*What you should do*:
Reproduce the data below exactly as written. Pictures do not belong in the copy.

(Collected data entries)
+ + +

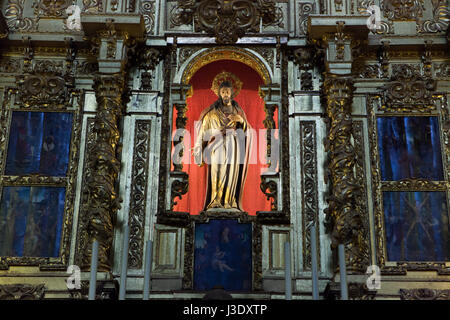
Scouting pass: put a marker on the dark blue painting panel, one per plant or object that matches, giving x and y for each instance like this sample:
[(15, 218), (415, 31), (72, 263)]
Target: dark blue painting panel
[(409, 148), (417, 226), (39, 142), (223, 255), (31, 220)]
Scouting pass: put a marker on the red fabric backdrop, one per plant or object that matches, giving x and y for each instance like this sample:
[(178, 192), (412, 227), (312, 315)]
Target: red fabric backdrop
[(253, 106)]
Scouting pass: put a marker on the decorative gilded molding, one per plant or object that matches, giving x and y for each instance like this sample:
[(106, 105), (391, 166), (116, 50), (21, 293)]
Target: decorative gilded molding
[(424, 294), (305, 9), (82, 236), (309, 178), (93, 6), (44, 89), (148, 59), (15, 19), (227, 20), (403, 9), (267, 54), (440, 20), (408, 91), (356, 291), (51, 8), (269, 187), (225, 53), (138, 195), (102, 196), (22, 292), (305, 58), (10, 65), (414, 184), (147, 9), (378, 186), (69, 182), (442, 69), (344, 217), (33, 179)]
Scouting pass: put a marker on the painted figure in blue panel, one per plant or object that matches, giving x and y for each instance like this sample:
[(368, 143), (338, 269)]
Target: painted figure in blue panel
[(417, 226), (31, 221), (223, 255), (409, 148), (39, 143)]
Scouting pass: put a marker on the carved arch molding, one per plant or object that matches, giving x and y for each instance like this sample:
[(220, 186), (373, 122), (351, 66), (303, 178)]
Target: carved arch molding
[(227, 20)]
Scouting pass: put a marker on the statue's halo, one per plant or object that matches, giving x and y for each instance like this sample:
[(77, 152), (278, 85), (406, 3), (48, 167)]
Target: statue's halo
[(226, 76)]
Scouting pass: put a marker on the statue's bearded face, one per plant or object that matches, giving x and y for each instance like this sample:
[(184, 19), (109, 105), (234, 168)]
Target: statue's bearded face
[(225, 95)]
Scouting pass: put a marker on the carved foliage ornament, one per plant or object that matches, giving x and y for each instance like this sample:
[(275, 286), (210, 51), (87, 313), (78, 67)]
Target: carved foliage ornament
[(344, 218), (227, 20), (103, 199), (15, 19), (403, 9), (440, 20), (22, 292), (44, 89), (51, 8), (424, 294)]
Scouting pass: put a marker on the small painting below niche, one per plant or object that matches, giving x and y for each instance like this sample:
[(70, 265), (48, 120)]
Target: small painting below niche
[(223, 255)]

+ + +

*Response to the task*:
Scouting pass: put a marker on the dark blue painting panel, one per plant or object that matches, giving x and y for each instance like this sample:
[(15, 218), (415, 31), (72, 263)]
Target: dark blue painting panel
[(409, 148), (417, 226), (39, 142), (223, 255), (31, 220)]
Scouting pass: put a marker on the red fabric backdrop, one per plant or object that matches, giving x and y for each instance like this sample:
[(178, 192), (412, 227), (312, 315)]
Target: red fabric backdrop
[(253, 106)]
Scouting pass: put a marker on the decorative gilded molding, one per plant or object that matches, giving x and y for each instance like this sample:
[(106, 105), (391, 166), (116, 50), (21, 293)]
Target: decorative gilded molding
[(424, 294), (305, 9), (82, 236), (309, 178), (93, 6), (44, 89), (148, 59), (15, 19), (227, 20), (403, 9), (267, 54), (440, 20), (408, 91), (356, 291), (51, 8), (269, 187), (225, 53), (138, 195), (102, 196), (22, 292), (305, 58), (10, 65), (414, 184), (147, 9), (378, 186), (69, 182), (442, 69), (344, 217), (33, 179)]
Scouting pass: put a marker on the painted figure in blue panel, one per plant or object that matches, giving x and y for each instance like this sample:
[(368, 143), (338, 269)]
Target: painted figure in blue panel
[(417, 226), (31, 221), (223, 255), (409, 148), (39, 143)]
Scouting pass: put a marker on the carved arch molding, one per plant or object that matches, giving x and y for each instance like this sample:
[(220, 186), (373, 122), (351, 66), (303, 178)]
Target: carved arch molding
[(227, 20)]
Scouting pass: put a marker on the statue's halo, one per plant or object that matches, giving x and y for each instance like this sample:
[(77, 152), (278, 85), (406, 3), (48, 167)]
Target: statue's halo
[(226, 76)]
Scouting pass: put a marker on the statue's bearded face, one per plant or object that matches, giving x and y for each instance like this sample:
[(184, 19), (109, 105), (234, 168)]
Target: statue's bearded face
[(225, 95)]
Scouting pass: put a marker on the carved foliage ornament, one per plant or object that matches, giving x and y for each instance like this sample:
[(275, 286), (210, 51), (87, 313), (78, 67)]
Target: carved foliage ornament
[(344, 218), (227, 20), (103, 199), (15, 19), (403, 9), (440, 20), (22, 292), (44, 89), (51, 8), (424, 294)]
Scouting pass: put a marker on the small painting below niche, one per plant or object that matches, giving x and y for each instance like this sample:
[(70, 265), (48, 120)]
Target: small painting below niche
[(223, 255)]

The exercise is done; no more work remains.